Quoted passage:

┏━━

- Aspiring drone pilots seeking to train with Kenya Airways will part with Sh180,000 for a month course to obtain a Remote Pilot License (RPL) as the national carrier moves to diversify its revenue stream in the wake of low demand for passengers.
- KQ through its Fahari subsidiary, has opened training course for those interested in operating drones but do not have licences, which is a prerequisite by the civil aviation agency.
Aspiring drone pilots seeking to train with Kenya Airways #ticker:KQ will part with Sh180,000 for a month course to obtain a Remote Pilot License (RPL) as the national carrier moves to diversify its revenue stream in the wake of low demand for passengers.
KQ through its Fahari subsidiary, has opened training course for those interested in operating drones but do not have licences, which is a prerequisite by the civil aviation agency.
KQ’s technical director Evans Kihara in a response to Business Daily queries said the charges will exclude the cost of obtaining a Class 3 aviation medical exam which costs about Sh10,000.
“We have an introductory price of Sh180,000 for a Remote Pilot License (RPL) training course. The raining will take four weeks and will comprise theory and practical sessions,” said Mr Kihara yesterday.
The carrier has for a long time been relying on passengers as the main source of revenue but it is now looking at new areas of investment with an eye on the Unmanned Aerial Vehicles (UAVs). Currently, passenger contributes over 85 percent of the airline’s revenue with cargo accounting for about 10 percent. Mr Kihara said that trainees must be 18 years of age, be proficient in the English language and have completed an Aviation Class 3 medical exam.
The announcement comes barely a few months after the Kenya Civil Aviation Authority (KCAA) legalised the use of unmanned aerial vehicles (UAVs) in the country, triggering what is shaping up to be a commercial drone delivery race.

┗━━

[Data extracted from a collection]
┏━━

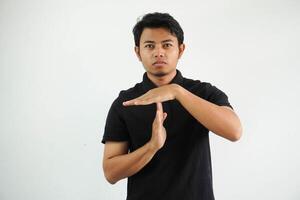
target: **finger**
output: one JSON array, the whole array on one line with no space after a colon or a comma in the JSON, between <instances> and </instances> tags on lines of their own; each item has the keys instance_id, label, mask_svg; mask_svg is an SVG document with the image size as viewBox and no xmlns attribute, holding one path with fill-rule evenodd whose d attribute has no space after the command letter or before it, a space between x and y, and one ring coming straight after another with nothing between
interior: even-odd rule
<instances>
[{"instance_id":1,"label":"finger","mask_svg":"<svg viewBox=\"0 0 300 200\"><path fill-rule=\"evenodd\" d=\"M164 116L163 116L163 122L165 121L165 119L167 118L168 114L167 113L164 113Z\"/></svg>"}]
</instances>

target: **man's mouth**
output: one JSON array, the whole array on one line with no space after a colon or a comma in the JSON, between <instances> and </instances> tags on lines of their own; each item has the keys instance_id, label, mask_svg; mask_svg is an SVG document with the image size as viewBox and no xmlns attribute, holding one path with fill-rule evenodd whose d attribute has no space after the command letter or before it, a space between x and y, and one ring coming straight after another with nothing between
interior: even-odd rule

┗━━
┏━━

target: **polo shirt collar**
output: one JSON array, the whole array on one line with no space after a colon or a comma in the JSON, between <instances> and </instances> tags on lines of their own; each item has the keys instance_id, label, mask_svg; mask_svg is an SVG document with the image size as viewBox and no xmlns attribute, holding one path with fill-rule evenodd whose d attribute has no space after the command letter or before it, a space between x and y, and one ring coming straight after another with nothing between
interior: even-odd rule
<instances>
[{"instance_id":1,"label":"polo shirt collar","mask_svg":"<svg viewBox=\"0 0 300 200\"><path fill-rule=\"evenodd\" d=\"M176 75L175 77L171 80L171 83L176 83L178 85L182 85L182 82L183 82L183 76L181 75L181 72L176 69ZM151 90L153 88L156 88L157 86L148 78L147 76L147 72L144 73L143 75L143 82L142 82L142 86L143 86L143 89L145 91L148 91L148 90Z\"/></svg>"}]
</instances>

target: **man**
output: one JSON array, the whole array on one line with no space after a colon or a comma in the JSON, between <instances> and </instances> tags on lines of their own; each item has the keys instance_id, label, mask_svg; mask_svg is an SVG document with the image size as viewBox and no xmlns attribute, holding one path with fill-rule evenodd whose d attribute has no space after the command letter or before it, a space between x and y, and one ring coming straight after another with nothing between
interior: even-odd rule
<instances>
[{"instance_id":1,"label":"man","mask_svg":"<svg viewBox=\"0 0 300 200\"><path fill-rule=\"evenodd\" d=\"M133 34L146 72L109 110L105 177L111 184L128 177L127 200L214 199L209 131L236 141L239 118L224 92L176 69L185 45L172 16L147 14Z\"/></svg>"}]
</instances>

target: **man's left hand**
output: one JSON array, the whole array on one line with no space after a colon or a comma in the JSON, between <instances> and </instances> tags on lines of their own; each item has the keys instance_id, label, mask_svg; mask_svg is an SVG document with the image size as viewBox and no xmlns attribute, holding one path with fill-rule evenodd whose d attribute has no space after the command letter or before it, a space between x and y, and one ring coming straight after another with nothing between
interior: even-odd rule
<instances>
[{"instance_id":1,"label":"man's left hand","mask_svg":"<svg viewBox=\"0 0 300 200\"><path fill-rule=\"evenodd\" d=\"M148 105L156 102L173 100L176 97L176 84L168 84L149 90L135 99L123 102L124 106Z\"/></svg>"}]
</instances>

┗━━
┏━━

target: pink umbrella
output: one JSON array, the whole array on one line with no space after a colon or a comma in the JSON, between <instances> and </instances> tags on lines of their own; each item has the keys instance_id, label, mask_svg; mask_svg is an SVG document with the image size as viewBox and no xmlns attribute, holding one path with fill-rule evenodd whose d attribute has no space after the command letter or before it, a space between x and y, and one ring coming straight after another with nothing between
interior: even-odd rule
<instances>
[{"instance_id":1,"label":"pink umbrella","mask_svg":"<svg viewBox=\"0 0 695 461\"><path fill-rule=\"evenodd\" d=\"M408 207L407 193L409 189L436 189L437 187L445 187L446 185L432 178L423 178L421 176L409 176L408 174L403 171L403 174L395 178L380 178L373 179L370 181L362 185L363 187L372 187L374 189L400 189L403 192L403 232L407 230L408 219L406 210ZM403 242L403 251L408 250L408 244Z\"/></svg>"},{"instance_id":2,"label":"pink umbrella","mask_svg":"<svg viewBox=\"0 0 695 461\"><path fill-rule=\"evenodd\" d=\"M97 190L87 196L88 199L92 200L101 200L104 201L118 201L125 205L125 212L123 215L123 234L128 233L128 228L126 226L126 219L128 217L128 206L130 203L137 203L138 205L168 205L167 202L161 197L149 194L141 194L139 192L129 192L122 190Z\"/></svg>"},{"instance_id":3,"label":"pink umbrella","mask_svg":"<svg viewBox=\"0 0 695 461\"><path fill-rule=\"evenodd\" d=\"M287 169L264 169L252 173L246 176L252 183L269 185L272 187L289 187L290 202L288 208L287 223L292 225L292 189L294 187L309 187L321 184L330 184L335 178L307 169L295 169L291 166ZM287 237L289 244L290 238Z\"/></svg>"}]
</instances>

┗━━

What the task requires: Return the full article on Kenya Airways' drone pilot training course word for word.

Response for this exercise:
- Aspiring drone pilots seeking to train with Kenya Airways will part with Sh180,000 for a month course to obtain a Remote Pilot License (RPL) as the national carrier moves to diversify its revenue stream in the wake of low demand for passengers.
- KQ through its Fahari subsidiary, has opened training course for those interested in operating drones but do not have licences, which is a prerequisite by the civil aviation agency.
Aspiring drone pilots seeking to train with Kenya Airways #ticker:KQ will part with Sh180,000 for a month course to obtain a Remote Pilot License (RPL) as the national carrier moves to diversify its revenue stream in the wake of low demand for passengers.
KQ through its Fahari subsidiary, has opened training course for those interested in operating drones but do not have licences, which is a prerequisite by the civil aviation agency.
KQ’s technical director Evans Kihara in a response to Business Daily queries said the charges will exclude the cost of obtaining a Class 3 aviation medical exam which costs about Sh10,000.
“We have an introductory price of Sh180,000 for a Remote Pilot License (RPL) training course. The raining will take four weeks and will comprise theory and practical sessions,” said Mr Kihara yesterday.
The carrier has for a long time been relying on passengers as the main source of revenue but it is now looking at new areas of investment with an eye on the Unmanned Aerial Vehicles (UAVs). Currently, passenger contributes over 85 percent of the airline’s revenue with cargo accounting for about 10 percent. Mr Kihara said that trainees must be 18 years of age, be proficient in the English language and have completed an Aviation Class 3 medical exam.
The announcement comes barely a few months after the Kenya Civil Aviation Authority (KCAA) legalised the use of unmanned aerial vehicles (UAVs) in the country, triggering what is shaping up to be a commercial drone delivery race.